What is needed: Copy out the material below word for word, keeping every line as it stands.

** start of Task inputs **

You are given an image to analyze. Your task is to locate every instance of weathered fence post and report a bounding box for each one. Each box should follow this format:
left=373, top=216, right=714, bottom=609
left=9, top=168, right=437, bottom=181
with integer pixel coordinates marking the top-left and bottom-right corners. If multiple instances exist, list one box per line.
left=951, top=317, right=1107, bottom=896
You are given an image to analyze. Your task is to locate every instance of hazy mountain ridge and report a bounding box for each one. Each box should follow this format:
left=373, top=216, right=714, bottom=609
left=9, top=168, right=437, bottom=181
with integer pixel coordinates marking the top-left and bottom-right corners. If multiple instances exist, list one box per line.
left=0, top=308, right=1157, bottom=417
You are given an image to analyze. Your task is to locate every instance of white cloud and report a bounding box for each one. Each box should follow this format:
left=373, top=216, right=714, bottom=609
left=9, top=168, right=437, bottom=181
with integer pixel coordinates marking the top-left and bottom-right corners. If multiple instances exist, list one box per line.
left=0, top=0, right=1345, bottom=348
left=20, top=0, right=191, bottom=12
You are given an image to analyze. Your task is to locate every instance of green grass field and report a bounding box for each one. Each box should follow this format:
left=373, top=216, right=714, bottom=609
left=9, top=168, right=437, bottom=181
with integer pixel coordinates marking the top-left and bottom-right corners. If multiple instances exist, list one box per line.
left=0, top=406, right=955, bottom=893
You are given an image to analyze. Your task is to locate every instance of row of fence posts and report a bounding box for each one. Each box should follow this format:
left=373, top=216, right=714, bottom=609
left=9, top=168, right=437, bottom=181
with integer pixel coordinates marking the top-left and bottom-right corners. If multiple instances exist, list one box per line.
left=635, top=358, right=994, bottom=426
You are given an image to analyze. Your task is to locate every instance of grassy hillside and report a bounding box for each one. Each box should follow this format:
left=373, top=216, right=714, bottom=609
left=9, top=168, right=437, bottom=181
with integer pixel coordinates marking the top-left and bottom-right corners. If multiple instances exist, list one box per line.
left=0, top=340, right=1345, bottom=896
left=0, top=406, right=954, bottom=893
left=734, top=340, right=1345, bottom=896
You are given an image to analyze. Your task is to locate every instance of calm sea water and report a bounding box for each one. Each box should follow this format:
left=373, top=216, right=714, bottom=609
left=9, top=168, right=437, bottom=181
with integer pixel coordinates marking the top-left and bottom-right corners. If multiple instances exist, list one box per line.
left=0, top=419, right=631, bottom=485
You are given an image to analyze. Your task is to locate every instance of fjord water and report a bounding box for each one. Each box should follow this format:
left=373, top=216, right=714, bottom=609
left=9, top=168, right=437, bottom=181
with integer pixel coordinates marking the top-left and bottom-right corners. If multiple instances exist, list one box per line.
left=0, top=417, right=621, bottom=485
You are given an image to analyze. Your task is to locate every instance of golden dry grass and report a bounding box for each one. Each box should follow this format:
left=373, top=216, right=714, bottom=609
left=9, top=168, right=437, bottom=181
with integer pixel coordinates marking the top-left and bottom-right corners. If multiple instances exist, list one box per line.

** end of Task inputs **

Task answer:
You are given an image to analyze. Your task is to locate every instance of weathered fence post and report a bounding box for each one. Each box should follow this format:
left=373, top=216, right=714, bottom=609
left=9, top=168, right=437, bottom=181
with integer pixel coordinates marking the top-left and bottom-right corners. If multiple instances exist, list one box per line.
left=951, top=317, right=1107, bottom=896
You are given an image to analyze. Your task is to locate every instance of hazy mountain ridge and report a bounding box for each one. Each box should follow this format:
left=373, top=216, right=714, bottom=609
left=9, top=168, right=437, bottom=181
with integer pixel coordinates marking the top-left and bottom-right corners. If multiple instances exist, list one box per line.
left=0, top=308, right=1157, bottom=417
You are given an image to analyze. Your task is to locate every instance of white cloud and report a bounding box for each one. Each box should follow this format:
left=373, top=216, right=714, bottom=609
left=9, top=168, right=437, bottom=181
with integer pixel coordinates marking the top-left and bottom-right corners. If multiple instances exist, list one box per line.
left=0, top=0, right=1345, bottom=348
left=20, top=0, right=191, bottom=12
You are given an image to analyze. Your task is to locate every instance of green grass field and report a bounding box for each one. Each box should follow this format:
left=373, top=216, right=714, bottom=609
left=9, top=168, right=437, bottom=181
with integer pixel coordinates marking the top-left and bottom-right corners. If multiple instances exist, list one box per line.
left=0, top=406, right=955, bottom=893
You are given an image to analyze. Your task is to locate every instance of row of fence posts and report a bounding box for each one. Each box should follow this format:
left=373, top=216, right=714, bottom=609
left=9, top=168, right=437, bottom=181
with integer pixel coordinates marking the top-left and bottom-right corners. If multiple instances exist, list one box per line.
left=635, top=358, right=994, bottom=426
You are given an image to analyze. Your task is to locate every instance of grassy hillside and report a bounding box for each one. Each box should follow this format:
left=373, top=216, right=714, bottom=609
left=9, top=168, right=437, bottom=181
with integer pixel coordinates marking the top-left and bottom-right corners. If multiple instances exist, list one box per line.
left=0, top=340, right=1345, bottom=896
left=0, top=406, right=954, bottom=893
left=734, top=340, right=1345, bottom=896
You are given an image to analyze. Your task is to locate every instance of calm sea water and report a bounding box for each one. Each box should follow this format:
left=373, top=216, right=714, bottom=609
left=9, top=168, right=437, bottom=181
with integer pixel coordinates marking the top-left and bottom-right corners. If multiple instances exist, list one box per line.
left=0, top=419, right=631, bottom=485
You are given an image to analyze. Your task is to locate every instance of fjord water and report a bounding box for each one. Each box should follow this format:
left=373, top=216, right=714, bottom=609
left=9, top=168, right=437, bottom=181
with integer pixel coordinates marking the top-left and bottom-right corners. If multiple instances exist, list one box per line.
left=0, top=417, right=621, bottom=485
You are given an image to analyze. Your task is to locate every instance of golden dry grass and report a bounding box for each one. Each box should follow this format:
left=373, top=216, right=714, bottom=609
left=9, top=168, right=437, bottom=181
with integer pixel coordinates marking the top-left and bottom-right corners. If multiple instances exist, list one box per line.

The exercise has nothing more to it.